▸ **TASK GOAL**
Please quote exactly the lines below from the line containing "Guideline: for every instance of the wooden" to the line containing "Guideline: for every instance of the person in red", both lines included, and nothing else.

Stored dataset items
────────────────────────────────────────
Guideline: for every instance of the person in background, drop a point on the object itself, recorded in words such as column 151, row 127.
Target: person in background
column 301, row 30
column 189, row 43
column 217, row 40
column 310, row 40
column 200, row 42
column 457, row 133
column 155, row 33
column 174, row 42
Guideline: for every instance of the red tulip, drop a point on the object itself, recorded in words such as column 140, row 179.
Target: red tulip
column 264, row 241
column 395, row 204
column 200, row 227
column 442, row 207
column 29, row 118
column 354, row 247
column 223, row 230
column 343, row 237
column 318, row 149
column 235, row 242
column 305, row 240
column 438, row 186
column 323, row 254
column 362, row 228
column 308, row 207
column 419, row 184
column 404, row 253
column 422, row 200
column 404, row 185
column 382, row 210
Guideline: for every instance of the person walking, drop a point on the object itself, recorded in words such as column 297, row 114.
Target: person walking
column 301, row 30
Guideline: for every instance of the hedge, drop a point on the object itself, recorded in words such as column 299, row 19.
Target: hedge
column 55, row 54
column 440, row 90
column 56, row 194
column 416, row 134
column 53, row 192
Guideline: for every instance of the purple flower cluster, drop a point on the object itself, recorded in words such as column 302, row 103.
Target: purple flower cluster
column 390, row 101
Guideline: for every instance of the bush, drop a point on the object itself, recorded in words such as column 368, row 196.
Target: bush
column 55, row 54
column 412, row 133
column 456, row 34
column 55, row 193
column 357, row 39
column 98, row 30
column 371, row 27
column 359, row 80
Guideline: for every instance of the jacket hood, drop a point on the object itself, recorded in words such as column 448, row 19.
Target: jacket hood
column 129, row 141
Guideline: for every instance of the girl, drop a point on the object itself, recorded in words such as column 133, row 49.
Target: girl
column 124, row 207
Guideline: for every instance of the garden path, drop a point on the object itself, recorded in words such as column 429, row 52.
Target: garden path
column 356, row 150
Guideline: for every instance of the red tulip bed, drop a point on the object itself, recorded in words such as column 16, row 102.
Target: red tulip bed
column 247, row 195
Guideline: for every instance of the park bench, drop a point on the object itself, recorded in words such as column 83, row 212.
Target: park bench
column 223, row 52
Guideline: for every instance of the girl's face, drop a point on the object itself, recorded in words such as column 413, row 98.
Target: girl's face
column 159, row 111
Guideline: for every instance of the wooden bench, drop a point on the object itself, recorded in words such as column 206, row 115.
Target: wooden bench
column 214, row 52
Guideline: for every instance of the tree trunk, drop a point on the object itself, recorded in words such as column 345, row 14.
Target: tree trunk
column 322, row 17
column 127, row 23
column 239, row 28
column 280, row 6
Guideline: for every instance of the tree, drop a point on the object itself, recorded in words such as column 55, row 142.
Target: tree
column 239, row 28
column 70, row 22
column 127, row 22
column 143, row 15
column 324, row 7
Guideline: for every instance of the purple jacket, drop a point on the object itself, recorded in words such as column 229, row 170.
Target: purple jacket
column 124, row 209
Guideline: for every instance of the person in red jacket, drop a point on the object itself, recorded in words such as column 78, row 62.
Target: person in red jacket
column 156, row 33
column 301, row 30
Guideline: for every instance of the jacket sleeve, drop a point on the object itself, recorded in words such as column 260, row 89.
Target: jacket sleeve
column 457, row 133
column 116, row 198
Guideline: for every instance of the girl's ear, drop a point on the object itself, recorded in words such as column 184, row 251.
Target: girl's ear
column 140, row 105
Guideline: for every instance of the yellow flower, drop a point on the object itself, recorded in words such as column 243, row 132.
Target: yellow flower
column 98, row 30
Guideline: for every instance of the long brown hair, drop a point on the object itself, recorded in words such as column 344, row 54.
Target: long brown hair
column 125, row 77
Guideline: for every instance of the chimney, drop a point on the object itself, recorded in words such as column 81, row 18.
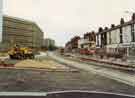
────────────────────────────────────────
▸ **ANSWER FOR THIS EXERCISE**
Guideline: for every instance of the wooden bench, drop a point on the object itself, recorded in words such as column 206, row 115.
Target: wooden bench
column 214, row 52
Guideline: for every instance of the tree trunk, drop a point on the object itself, recorded in words such as column 345, row 14.
Target: tree trunk
column 322, row 17
column 127, row 23
column 239, row 28
column 280, row 6
Guideline: for every instance of the tree, drop a point on the object itself, recorded in words such as column 55, row 142.
Target: tree
column 239, row 28
column 70, row 22
column 127, row 22
column 143, row 15
column 324, row 7
Guideline: for every instance of the purple jacket, drop a point on the object itself, recorded in words such as column 229, row 170.
Target: purple jacket
column 124, row 209
Guideline: for every instance of the person in red jacket, drop a point on the object itself, recorded in words such as column 78, row 62.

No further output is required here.